- [Exercise objective] It is required that all of the data be written out exactly.

Point labeling examples:
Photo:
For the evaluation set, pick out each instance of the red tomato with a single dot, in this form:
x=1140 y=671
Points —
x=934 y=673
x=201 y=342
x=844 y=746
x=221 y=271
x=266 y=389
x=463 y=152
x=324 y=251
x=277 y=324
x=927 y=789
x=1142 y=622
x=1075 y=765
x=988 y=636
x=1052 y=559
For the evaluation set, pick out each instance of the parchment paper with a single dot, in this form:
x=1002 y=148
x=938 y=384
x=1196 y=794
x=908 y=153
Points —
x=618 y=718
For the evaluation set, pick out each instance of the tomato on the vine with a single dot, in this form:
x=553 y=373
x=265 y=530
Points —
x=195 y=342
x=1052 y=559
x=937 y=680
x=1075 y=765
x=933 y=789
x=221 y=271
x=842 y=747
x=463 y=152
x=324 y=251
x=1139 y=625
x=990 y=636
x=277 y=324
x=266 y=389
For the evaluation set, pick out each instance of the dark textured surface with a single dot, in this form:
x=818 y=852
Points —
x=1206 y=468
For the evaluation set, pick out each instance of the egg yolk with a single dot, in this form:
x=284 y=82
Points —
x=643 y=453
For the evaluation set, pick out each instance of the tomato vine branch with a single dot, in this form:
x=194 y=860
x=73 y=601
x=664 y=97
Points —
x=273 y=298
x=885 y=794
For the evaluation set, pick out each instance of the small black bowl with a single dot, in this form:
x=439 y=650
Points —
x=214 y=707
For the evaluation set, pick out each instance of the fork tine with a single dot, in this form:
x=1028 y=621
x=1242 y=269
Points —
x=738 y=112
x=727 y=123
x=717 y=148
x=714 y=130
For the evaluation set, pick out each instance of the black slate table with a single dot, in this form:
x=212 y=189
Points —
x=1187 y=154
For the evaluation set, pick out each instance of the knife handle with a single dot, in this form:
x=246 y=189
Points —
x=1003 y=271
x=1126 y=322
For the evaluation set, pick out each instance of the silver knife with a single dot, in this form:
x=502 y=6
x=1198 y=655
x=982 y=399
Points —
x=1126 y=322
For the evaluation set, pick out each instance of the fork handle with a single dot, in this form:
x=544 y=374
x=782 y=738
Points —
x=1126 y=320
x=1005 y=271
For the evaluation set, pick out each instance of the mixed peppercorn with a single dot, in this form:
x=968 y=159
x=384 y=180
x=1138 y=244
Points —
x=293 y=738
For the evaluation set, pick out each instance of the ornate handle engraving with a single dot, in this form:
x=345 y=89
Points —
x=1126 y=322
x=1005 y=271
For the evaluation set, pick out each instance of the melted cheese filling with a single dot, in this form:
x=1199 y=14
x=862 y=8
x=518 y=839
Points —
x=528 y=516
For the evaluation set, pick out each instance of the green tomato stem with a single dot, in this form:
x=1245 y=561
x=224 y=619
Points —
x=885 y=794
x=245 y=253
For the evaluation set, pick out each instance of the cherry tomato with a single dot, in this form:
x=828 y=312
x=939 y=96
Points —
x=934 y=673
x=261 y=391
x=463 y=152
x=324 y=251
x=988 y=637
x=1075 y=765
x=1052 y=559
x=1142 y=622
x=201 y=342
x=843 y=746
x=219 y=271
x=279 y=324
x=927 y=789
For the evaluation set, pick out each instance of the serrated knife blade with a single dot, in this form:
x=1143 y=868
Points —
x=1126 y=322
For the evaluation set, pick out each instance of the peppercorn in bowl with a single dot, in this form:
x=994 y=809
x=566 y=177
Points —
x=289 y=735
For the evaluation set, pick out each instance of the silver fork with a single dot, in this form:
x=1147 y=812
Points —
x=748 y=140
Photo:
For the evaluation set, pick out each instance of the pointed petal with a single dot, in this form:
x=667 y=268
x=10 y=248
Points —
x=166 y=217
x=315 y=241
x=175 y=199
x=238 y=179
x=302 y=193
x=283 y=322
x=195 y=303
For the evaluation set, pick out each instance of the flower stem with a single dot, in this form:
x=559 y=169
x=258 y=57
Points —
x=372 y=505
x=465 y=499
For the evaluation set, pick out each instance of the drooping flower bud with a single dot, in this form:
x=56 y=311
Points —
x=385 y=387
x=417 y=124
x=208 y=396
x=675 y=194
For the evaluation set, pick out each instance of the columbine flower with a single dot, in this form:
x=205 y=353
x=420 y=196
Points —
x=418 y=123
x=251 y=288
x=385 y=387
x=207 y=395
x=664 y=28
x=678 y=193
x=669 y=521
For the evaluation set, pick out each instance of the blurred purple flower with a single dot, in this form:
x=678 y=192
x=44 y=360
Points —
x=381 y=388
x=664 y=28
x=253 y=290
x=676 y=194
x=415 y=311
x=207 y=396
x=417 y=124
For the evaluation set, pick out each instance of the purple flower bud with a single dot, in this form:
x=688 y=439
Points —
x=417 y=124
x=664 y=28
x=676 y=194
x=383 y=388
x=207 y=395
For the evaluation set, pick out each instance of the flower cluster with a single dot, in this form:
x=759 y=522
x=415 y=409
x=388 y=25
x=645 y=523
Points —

- [Task response]
Photo:
For the evaluation set, pick out each instance of the red tomato with a single dot, in this form:
x=1140 y=671
Points —
x=934 y=673
x=201 y=342
x=844 y=746
x=221 y=271
x=266 y=389
x=463 y=152
x=324 y=251
x=277 y=324
x=927 y=789
x=1142 y=622
x=1075 y=765
x=988 y=636
x=1052 y=559
For the evaluation set, pick out each instance of the parchment paper with a single dot, in this form:
x=1002 y=148
x=938 y=384
x=1196 y=794
x=908 y=153
Points —
x=618 y=718
For the evaluation set, pick out each instance of the tomato on the vine with a single dot, in this form:
x=553 y=373
x=265 y=530
Points —
x=195 y=342
x=1052 y=559
x=937 y=680
x=1075 y=765
x=933 y=789
x=221 y=271
x=842 y=747
x=463 y=152
x=324 y=251
x=1139 y=625
x=990 y=636
x=277 y=324
x=266 y=389
For the evaluation set, pick out each instance of the dark textured surface with a single dot, in this form:
x=818 y=852
Points —
x=1206 y=468
For the evaluation set, pick out each instance of the egg yolk with a single dot, in this form:
x=284 y=82
Points —
x=643 y=453
For the evaluation set, pick out each instance of the tomato vine branch with a single dot, in this form:
x=194 y=860
x=73 y=601
x=664 y=97
Points —
x=273 y=298
x=885 y=794
For the evaluation set, pick out each instance of the small black bowl with a single dot, in this form:
x=439 y=650
Points —
x=214 y=707
For the evaluation set, pick out each instance of the fork tine with a single dot, in this form:
x=1028 y=621
x=1242 y=269
Points —
x=738 y=112
x=727 y=123
x=717 y=148
x=714 y=130
For the evaluation set, pick out each instance of the black slate table with a single dot, in this form:
x=212 y=189
Points —
x=1187 y=154
For the evaluation set, pick out each instance of the knife handle with a single dot, in this form:
x=246 y=189
Points —
x=1003 y=271
x=1126 y=322
For the evaluation set, pick out each instance of the silver knife with a single dot, in this form:
x=502 y=6
x=1198 y=655
x=982 y=399
Points —
x=1126 y=322
For the evaluation set, pick out each instance of the fork handle with a single dot, in this form:
x=544 y=374
x=782 y=738
Points —
x=1126 y=320
x=1005 y=271
For the evaluation set, pick out each instance of the mixed peppercorn with a single dot, in this form:
x=968 y=159
x=384 y=180
x=1138 y=244
Points —
x=293 y=738
For the evaluation set, pick out each instance of the ornate handle engraving with a single dot, in this form:
x=345 y=89
Points —
x=1126 y=322
x=1005 y=271
For the evaluation set, pick out each instance of the melted cheese filling with a single dot, in this form:
x=1199 y=14
x=862 y=8
x=518 y=839
Points —
x=528 y=516
For the evaluation set, pick out each instance of the green tomato stem with a single dot, in this form:
x=1245 y=561
x=224 y=619
Points —
x=885 y=794
x=245 y=253
For the evaluation set, pick out each instance of the cherry tomato with a single dot, in this form:
x=828 y=312
x=939 y=96
Points —
x=934 y=673
x=261 y=391
x=463 y=152
x=324 y=251
x=988 y=637
x=1075 y=765
x=1052 y=559
x=1142 y=622
x=201 y=342
x=843 y=746
x=219 y=271
x=279 y=324
x=927 y=789
For the evaluation set, pick out each instance of the serrated knife blade with a single dot, in this form:
x=1143 y=868
Points —
x=1126 y=322
For the evaluation set, pick out each instance of the peppercorn in bowl with a single dot, in this form:
x=994 y=809
x=566 y=177
Points —
x=289 y=735
For the evaluation set, pick out each instance of the silver fork with a single dot, in this form:
x=1147 y=812
Points —
x=748 y=140
Photo:
For the evaluation set, pick out each instance of the pointed petal with a single dot, in this form:
x=667 y=268
x=10 y=248
Points —
x=166 y=217
x=315 y=241
x=175 y=199
x=238 y=179
x=302 y=193
x=283 y=322
x=195 y=303
For the evaluation set, pick out each instance of the flower stem with a single dot, in this form:
x=559 y=169
x=258 y=57
Points —
x=372 y=505
x=465 y=499
For the evaluation set, pick out each instance of the drooping flower bud with a single dot, in this form:
x=56 y=311
Points —
x=385 y=387
x=417 y=124
x=208 y=396
x=675 y=194
For the evaluation set, pick out each instance of the columbine flower with a single dot, in this form:
x=205 y=353
x=420 y=196
Points —
x=418 y=123
x=251 y=288
x=385 y=387
x=207 y=395
x=664 y=28
x=678 y=193
x=669 y=521
For the evaluation set, pick out each instance of the blurred purple flower with a single dot, in this form:
x=678 y=192
x=44 y=360
Points —
x=381 y=388
x=664 y=28
x=253 y=290
x=676 y=194
x=415 y=311
x=207 y=396
x=417 y=124
For the evaluation set, pick out each instance of the purple flower bud with a single dot, in this form:
x=688 y=439
Points —
x=417 y=124
x=664 y=28
x=676 y=194
x=383 y=388
x=207 y=395
For the evaluation set, pick out each instance of the flower cluster with a single dot, in this form:
x=759 y=522
x=415 y=409
x=388 y=25
x=645 y=523
Points —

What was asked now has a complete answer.